Pick up the profile of the band HMLTD after its last sentence and keep writing it.

## Provided text
'''

Talking identity and Inferno with the modern day New Romantics.
In a dark venue in the heart of Camden, 1500 people are patiently waiting to follow a group of six into Hell. As the crowds make their way into the Electric Ballroom one October night, they’re greeted by masks stained with blood adorning the walls and makeshift cotton wool entrails hanging from the ceiling. Projected onto one of the walls there are distorted images playing on repeat, and as the lights of the venue begin to dim once the clock strikes half nine, the stage is bathed in red light and 20 unidentified naked bodies stand before the crowd smothered in body paint. If you were unaware of what was happening, you could be convinced that this was a 2017 reimagining of Dante’s journey to Hell and, well, that could be true. But only if Dante was a fan of post-punk glam-rock concerts…
The night in question is, of course, HMLTD’s sold-out London show, and it’s the debaucherous anarchic night out that your mum always worried about. “We wanted to create a completely immersive experience for our audience.” Frontman Henry tells me a few weeks later (they prefer first names, or sometimes singular letters as their Instagram captions show). Sitting on a sofa in an East London studio with guitarist James, I blurt out a confession that I now own a pretty thorough collection of paint-stained masks and glow sticks, having taken it upon myself to bring a souvenir (or ten) home from the show. Luckily, they laugh in response. “We were thinking we should actually have said at the end of the gig ‘can everyone just take something.’” James smiles, “It would have saved us a lot of time clearing up afterwards…”
Forming around two and a half years ago, the band, who were formerly known as Happy Meal Ltd (“We hate the name Happy Meal. It’s satirical. We’re not interested in satire or irony, it’s not about that. So yeah, it’s HMLTD.”), each moved to London from small cities across Europe that they “respectively hated” in the search of something creative. Consisting of Henry, James, Duke, Achilleas, Nico and Zac, the sextet began making music together, and quickly became one of the most talked about bands around, thanks to their jaw-dropping live performances, experimental music and striking aesthetic.

'''

## Entries provided

'''

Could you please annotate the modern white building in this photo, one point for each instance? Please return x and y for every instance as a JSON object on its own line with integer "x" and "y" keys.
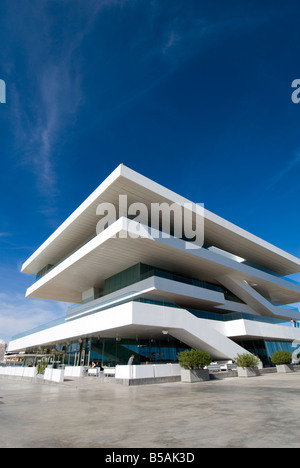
{"x": 137, "y": 290}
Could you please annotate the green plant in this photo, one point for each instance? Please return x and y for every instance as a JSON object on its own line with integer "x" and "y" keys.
{"x": 42, "y": 366}
{"x": 246, "y": 360}
{"x": 282, "y": 357}
{"x": 194, "y": 359}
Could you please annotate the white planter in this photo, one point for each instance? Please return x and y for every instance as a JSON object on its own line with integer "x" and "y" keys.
{"x": 248, "y": 371}
{"x": 54, "y": 375}
{"x": 194, "y": 375}
{"x": 285, "y": 368}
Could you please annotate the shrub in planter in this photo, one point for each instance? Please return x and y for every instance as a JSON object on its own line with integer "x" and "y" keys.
{"x": 283, "y": 360}
{"x": 193, "y": 362}
{"x": 247, "y": 365}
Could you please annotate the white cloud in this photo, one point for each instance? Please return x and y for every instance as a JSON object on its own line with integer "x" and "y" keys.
{"x": 18, "y": 314}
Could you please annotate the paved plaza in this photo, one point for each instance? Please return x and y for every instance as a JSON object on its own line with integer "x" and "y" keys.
{"x": 258, "y": 412}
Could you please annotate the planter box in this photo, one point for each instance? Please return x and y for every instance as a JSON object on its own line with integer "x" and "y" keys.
{"x": 195, "y": 375}
{"x": 54, "y": 375}
{"x": 248, "y": 371}
{"x": 285, "y": 368}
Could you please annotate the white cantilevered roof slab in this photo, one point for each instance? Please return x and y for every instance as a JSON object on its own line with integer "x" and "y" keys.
{"x": 106, "y": 255}
{"x": 81, "y": 226}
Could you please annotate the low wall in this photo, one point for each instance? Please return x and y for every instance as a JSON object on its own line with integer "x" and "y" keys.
{"x": 18, "y": 371}
{"x": 54, "y": 375}
{"x": 151, "y": 373}
{"x": 75, "y": 371}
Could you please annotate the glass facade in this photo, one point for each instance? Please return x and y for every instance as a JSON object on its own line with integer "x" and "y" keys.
{"x": 112, "y": 351}
{"x": 141, "y": 271}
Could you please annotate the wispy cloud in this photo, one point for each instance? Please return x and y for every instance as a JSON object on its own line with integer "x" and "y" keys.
{"x": 284, "y": 171}
{"x": 18, "y": 314}
{"x": 47, "y": 98}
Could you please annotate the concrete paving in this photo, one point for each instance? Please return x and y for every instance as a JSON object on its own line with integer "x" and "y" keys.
{"x": 258, "y": 412}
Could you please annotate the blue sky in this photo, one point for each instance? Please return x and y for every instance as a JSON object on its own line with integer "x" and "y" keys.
{"x": 193, "y": 94}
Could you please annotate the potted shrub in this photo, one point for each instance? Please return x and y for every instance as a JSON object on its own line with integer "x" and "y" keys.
{"x": 247, "y": 365}
{"x": 283, "y": 361}
{"x": 192, "y": 364}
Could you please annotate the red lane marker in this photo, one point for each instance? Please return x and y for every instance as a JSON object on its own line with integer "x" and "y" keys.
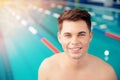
{"x": 113, "y": 35}
{"x": 49, "y": 45}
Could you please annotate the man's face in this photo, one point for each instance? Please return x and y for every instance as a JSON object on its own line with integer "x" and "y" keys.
{"x": 75, "y": 38}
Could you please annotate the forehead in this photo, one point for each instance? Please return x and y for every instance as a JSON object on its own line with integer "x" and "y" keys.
{"x": 74, "y": 26}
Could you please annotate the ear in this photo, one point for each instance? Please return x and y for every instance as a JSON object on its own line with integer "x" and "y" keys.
{"x": 59, "y": 37}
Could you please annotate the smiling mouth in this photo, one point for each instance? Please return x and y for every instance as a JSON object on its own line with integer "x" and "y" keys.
{"x": 75, "y": 49}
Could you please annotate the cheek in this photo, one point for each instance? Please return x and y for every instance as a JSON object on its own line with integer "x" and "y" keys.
{"x": 86, "y": 42}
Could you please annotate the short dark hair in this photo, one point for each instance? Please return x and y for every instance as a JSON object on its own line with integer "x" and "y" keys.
{"x": 74, "y": 15}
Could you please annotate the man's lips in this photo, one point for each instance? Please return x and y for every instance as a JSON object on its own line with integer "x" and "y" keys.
{"x": 76, "y": 49}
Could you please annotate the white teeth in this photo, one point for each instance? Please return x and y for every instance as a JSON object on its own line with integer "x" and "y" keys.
{"x": 75, "y": 48}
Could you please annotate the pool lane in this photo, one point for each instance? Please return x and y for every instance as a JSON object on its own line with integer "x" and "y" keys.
{"x": 26, "y": 51}
{"x": 98, "y": 45}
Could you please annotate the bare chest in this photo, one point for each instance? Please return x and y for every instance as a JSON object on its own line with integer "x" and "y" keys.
{"x": 71, "y": 75}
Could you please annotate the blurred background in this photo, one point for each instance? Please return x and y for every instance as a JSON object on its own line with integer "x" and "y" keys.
{"x": 28, "y": 34}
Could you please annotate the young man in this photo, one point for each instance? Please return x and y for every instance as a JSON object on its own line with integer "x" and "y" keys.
{"x": 75, "y": 63}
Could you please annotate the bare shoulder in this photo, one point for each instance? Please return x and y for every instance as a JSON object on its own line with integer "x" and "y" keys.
{"x": 46, "y": 66}
{"x": 50, "y": 61}
{"x": 104, "y": 67}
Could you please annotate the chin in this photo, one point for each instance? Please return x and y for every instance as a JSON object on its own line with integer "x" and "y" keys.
{"x": 78, "y": 56}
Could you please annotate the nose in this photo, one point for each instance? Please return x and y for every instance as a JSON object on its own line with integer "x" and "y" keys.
{"x": 75, "y": 41}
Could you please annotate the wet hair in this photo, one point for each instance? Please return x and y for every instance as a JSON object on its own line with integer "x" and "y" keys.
{"x": 74, "y": 15}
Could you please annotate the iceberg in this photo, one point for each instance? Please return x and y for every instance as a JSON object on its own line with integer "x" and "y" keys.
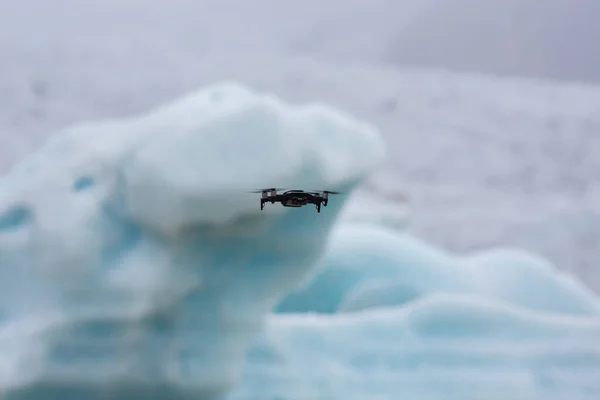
{"x": 370, "y": 265}
{"x": 388, "y": 316}
{"x": 135, "y": 263}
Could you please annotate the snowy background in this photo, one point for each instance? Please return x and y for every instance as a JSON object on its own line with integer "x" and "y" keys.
{"x": 487, "y": 159}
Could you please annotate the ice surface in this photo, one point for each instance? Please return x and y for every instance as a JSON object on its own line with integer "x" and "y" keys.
{"x": 135, "y": 264}
{"x": 367, "y": 265}
{"x": 387, "y": 316}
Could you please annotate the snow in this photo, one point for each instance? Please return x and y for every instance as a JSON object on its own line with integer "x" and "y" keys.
{"x": 134, "y": 261}
{"x": 135, "y": 264}
{"x": 367, "y": 266}
{"x": 485, "y": 161}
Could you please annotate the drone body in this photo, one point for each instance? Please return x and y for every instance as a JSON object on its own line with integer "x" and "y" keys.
{"x": 294, "y": 198}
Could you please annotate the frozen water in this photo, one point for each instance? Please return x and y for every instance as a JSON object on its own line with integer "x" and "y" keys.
{"x": 133, "y": 261}
{"x": 369, "y": 266}
{"x": 388, "y": 316}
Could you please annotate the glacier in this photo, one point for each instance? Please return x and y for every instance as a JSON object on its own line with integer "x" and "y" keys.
{"x": 134, "y": 261}
{"x": 136, "y": 265}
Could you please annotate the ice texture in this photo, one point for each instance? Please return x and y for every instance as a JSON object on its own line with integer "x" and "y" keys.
{"x": 135, "y": 263}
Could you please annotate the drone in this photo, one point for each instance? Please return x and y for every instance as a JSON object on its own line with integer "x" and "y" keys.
{"x": 294, "y": 198}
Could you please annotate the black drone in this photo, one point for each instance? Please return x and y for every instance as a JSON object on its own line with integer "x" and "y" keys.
{"x": 294, "y": 198}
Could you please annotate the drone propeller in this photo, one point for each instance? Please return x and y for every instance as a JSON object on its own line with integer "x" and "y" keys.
{"x": 326, "y": 191}
{"x": 266, "y": 190}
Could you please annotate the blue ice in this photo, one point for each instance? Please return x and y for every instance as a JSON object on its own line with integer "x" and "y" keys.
{"x": 134, "y": 264}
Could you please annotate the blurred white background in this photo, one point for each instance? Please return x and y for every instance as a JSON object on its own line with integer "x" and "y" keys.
{"x": 491, "y": 109}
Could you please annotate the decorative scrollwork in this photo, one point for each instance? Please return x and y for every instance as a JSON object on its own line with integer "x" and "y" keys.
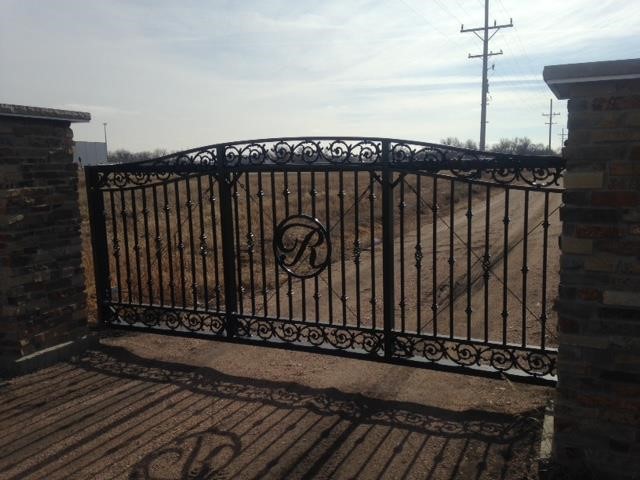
{"x": 537, "y": 171}
{"x": 341, "y": 338}
{"x": 302, "y": 247}
{"x": 537, "y": 363}
{"x": 167, "y": 319}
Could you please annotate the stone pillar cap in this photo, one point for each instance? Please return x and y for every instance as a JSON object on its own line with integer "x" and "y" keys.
{"x": 8, "y": 110}
{"x": 560, "y": 78}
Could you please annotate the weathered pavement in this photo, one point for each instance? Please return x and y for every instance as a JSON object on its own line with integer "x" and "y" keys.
{"x": 146, "y": 406}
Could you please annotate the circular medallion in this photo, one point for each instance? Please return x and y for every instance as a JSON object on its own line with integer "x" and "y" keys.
{"x": 302, "y": 247}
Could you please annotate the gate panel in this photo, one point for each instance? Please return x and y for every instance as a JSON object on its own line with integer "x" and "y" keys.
{"x": 331, "y": 299}
{"x": 483, "y": 296}
{"x": 163, "y": 250}
{"x": 399, "y": 251}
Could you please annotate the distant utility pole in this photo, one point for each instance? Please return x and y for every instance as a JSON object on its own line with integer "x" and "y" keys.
{"x": 104, "y": 124}
{"x": 485, "y": 55}
{"x": 551, "y": 123}
{"x": 562, "y": 135}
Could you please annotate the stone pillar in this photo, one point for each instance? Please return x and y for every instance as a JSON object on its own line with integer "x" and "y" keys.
{"x": 597, "y": 408}
{"x": 42, "y": 292}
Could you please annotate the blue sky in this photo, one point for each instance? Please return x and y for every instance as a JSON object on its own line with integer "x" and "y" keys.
{"x": 180, "y": 74}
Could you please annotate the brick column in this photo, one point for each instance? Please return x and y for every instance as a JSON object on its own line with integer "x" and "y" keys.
{"x": 42, "y": 292}
{"x": 597, "y": 408}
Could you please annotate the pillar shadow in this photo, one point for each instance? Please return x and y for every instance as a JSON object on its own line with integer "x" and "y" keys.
{"x": 180, "y": 421}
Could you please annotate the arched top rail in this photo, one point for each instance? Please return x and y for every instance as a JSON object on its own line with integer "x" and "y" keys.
{"x": 352, "y": 153}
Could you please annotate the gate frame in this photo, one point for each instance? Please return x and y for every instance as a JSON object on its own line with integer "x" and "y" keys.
{"x": 467, "y": 164}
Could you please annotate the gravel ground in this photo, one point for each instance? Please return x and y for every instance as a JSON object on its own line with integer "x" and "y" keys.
{"x": 145, "y": 406}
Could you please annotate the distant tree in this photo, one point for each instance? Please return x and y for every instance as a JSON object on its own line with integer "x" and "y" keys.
{"x": 520, "y": 146}
{"x": 125, "y": 156}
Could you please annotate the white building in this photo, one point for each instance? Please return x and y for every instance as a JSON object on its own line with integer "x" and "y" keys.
{"x": 90, "y": 153}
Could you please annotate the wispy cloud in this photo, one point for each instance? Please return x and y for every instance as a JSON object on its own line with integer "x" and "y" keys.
{"x": 179, "y": 74}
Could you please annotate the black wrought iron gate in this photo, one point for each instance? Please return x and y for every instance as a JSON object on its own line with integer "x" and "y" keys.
{"x": 385, "y": 249}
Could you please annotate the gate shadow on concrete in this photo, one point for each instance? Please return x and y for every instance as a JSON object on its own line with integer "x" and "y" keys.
{"x": 112, "y": 414}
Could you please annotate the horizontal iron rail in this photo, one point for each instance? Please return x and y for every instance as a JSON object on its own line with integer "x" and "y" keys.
{"x": 446, "y": 366}
{"x": 365, "y": 140}
{"x": 421, "y": 336}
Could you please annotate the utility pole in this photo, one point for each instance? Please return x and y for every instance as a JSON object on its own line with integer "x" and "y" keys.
{"x": 485, "y": 55}
{"x": 562, "y": 135}
{"x": 104, "y": 124}
{"x": 550, "y": 122}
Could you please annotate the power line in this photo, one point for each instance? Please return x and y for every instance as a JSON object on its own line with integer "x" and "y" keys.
{"x": 486, "y": 53}
{"x": 550, "y": 122}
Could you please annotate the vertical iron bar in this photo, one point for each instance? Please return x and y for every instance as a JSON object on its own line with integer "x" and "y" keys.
{"x": 525, "y": 268}
{"x": 214, "y": 240}
{"x": 145, "y": 216}
{"x": 401, "y": 206}
{"x": 387, "y": 250}
{"x": 228, "y": 250}
{"x": 262, "y": 250}
{"x": 505, "y": 264}
{"x": 158, "y": 242}
{"x": 303, "y": 286}
{"x": 125, "y": 233}
{"x": 97, "y": 222}
{"x": 250, "y": 241}
{"x": 204, "y": 247}
{"x": 434, "y": 254}
{"x": 469, "y": 247}
{"x": 276, "y": 270}
{"x": 418, "y": 255}
{"x": 238, "y": 252}
{"x": 545, "y": 227}
{"x": 192, "y": 253}
{"x": 286, "y": 192}
{"x": 167, "y": 208}
{"x": 356, "y": 247}
{"x": 372, "y": 240}
{"x": 183, "y": 289}
{"x": 116, "y": 242}
{"x": 316, "y": 293}
{"x": 452, "y": 259}
{"x": 342, "y": 257}
{"x": 327, "y": 196}
{"x": 136, "y": 245}
{"x": 486, "y": 263}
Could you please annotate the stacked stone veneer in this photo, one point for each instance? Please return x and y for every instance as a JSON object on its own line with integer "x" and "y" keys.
{"x": 597, "y": 409}
{"x": 42, "y": 293}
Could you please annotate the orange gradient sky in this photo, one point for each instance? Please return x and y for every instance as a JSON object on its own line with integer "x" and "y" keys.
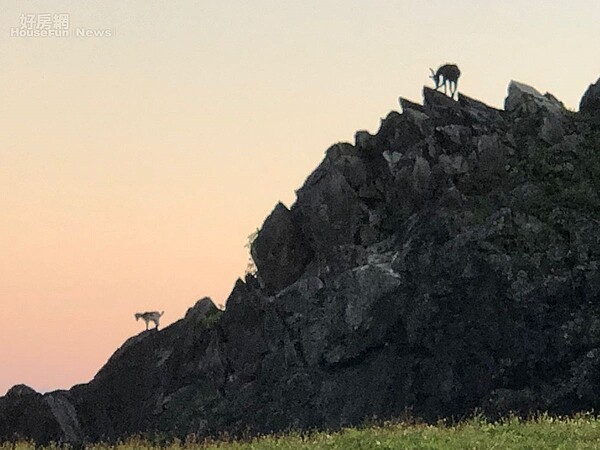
{"x": 133, "y": 167}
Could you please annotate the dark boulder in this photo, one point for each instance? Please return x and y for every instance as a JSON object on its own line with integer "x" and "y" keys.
{"x": 279, "y": 250}
{"x": 590, "y": 102}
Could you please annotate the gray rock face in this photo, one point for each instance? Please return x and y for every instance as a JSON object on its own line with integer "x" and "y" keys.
{"x": 590, "y": 102}
{"x": 446, "y": 263}
{"x": 279, "y": 251}
{"x": 528, "y": 100}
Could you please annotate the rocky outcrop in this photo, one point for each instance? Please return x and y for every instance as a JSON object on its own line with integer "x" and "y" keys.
{"x": 279, "y": 250}
{"x": 590, "y": 102}
{"x": 446, "y": 263}
{"x": 527, "y": 100}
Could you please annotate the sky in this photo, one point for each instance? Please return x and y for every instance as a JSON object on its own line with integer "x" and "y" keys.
{"x": 135, "y": 162}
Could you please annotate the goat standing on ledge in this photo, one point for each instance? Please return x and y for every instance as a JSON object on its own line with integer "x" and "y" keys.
{"x": 450, "y": 74}
{"x": 153, "y": 316}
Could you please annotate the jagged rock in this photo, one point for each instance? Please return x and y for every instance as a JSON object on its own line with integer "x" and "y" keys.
{"x": 24, "y": 414}
{"x": 65, "y": 414}
{"x": 479, "y": 112}
{"x": 363, "y": 139}
{"x": 328, "y": 210}
{"x": 590, "y": 102}
{"x": 407, "y": 105}
{"x": 448, "y": 263}
{"x": 528, "y": 100}
{"x": 279, "y": 250}
{"x": 201, "y": 310}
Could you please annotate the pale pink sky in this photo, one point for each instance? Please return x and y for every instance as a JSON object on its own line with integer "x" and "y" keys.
{"x": 133, "y": 167}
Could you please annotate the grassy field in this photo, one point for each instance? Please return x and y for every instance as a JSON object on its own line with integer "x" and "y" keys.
{"x": 580, "y": 432}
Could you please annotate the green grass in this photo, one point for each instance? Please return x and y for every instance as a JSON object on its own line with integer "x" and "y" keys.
{"x": 579, "y": 432}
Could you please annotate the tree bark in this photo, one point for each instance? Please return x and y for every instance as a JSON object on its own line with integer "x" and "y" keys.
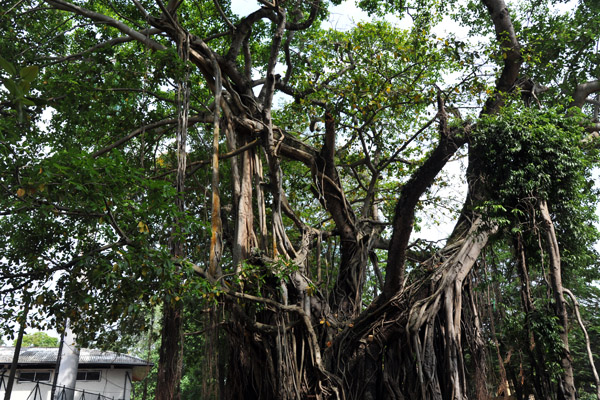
{"x": 568, "y": 382}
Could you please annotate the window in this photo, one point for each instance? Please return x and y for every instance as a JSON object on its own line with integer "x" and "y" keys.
{"x": 34, "y": 376}
{"x": 88, "y": 375}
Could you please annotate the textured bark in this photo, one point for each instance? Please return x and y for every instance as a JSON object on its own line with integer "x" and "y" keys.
{"x": 567, "y": 386}
{"x": 170, "y": 356}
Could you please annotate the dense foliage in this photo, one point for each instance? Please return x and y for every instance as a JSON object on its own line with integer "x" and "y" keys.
{"x": 240, "y": 198}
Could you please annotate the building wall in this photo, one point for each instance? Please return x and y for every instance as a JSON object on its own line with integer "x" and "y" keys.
{"x": 111, "y": 385}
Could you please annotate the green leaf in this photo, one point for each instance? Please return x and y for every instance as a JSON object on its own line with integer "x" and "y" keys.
{"x": 13, "y": 88}
{"x": 28, "y": 74}
{"x": 8, "y": 66}
{"x": 26, "y": 102}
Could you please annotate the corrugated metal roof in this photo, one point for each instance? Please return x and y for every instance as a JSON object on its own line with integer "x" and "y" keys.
{"x": 48, "y": 355}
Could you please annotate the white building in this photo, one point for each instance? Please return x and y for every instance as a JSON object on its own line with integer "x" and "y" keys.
{"x": 102, "y": 375}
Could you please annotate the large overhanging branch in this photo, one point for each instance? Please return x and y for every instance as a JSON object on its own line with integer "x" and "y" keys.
{"x": 191, "y": 120}
{"x": 410, "y": 194}
{"x": 101, "y": 18}
{"x": 508, "y": 43}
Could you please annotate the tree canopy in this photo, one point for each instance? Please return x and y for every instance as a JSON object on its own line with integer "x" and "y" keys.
{"x": 261, "y": 180}
{"x": 38, "y": 339}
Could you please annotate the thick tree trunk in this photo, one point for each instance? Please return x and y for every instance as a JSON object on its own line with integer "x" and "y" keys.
{"x": 567, "y": 386}
{"x": 170, "y": 357}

'''

## Response area
Releasing 2016’s “Stained/Is This What You Wanted?”, HMLTD followed the two tracks up with “To The Door/Music!” and “Satan, Luella & I/ Kinkaku Ji” earlier this year, along with several time-limited tracks online. Each a fiercely rousing form of the group’s twisted, glittery alt-pop, it’s safe to say that their music is unlike anything else out there at the moment. “I think our sound is basically defined by the lack of a unifying genre which ties it all together. It’s about mish-mash.” Henry says. “I think that comes from the fact that there’s six people in the band all of whom are very different and all of whom have very different music tastes and so it’s kind of like a battle for your own voice to be heard which just ends in this bizarre montage.”
This difference also manifests itself in other aspects of the group, mainly their aesthetic, something that is almost impossible not to mention when talking about the band. Known for their androgynous style and bold outfits, Henry rejects how the way that they dress has been described as particularly radical. “I think it’s something that people have been doing for a really long time,” he tells me. “We’re obviously indebted to Club Kids and to New Romantics, so I think, to me, it points out how sterile culture is at the moment that people are even calling what we’re doing ‘avant-garde’ or ‘dangerous’. I feel like that’s just by virtue of this culture of norm-core that we have at this moment that this is considered avant-garde, when in actual fact people have been doing this since the 70s and 80s.”
“It’s just a kind of matter of identity,” he continues. “That’s how we like to dress, that’s how we feel. I’ve never, ever in my life felt like I wanted to wear jeans and a T-shirt, that’s just not something that would appeal to me and I feel very uncomfortable wearing those kinds of normal clothes. I feel most comfortable when I’ve got makeup on and kind of like flamboyant outfits. I mean ultimately we try and dress in a way which reflects each of our own individual identities. Even within that, there’s actually quite a lot of difference within the band. A lot more than I think people pick up on…”
It’s the sextet’s individual identities coming together which makes HMLTD such an original and captivating band - a brilliantly “bizarre montage”, if you will. I ask what we can expect from them in the future, but they’re careful not to give too much away. “If people want to find things, there are things that are gonna be happening. They just need to look and they need to have their eyes peeled.” Henry smiles. “I think at the moment we’ve been too open about what we’re doing.” James continues. “We’ve got a lot of things planned that some people know about and they’ll be very, very good fun. It’ll be the best things that we’ve done but we’re not going to give them to people, we want people to work to find things a bit…”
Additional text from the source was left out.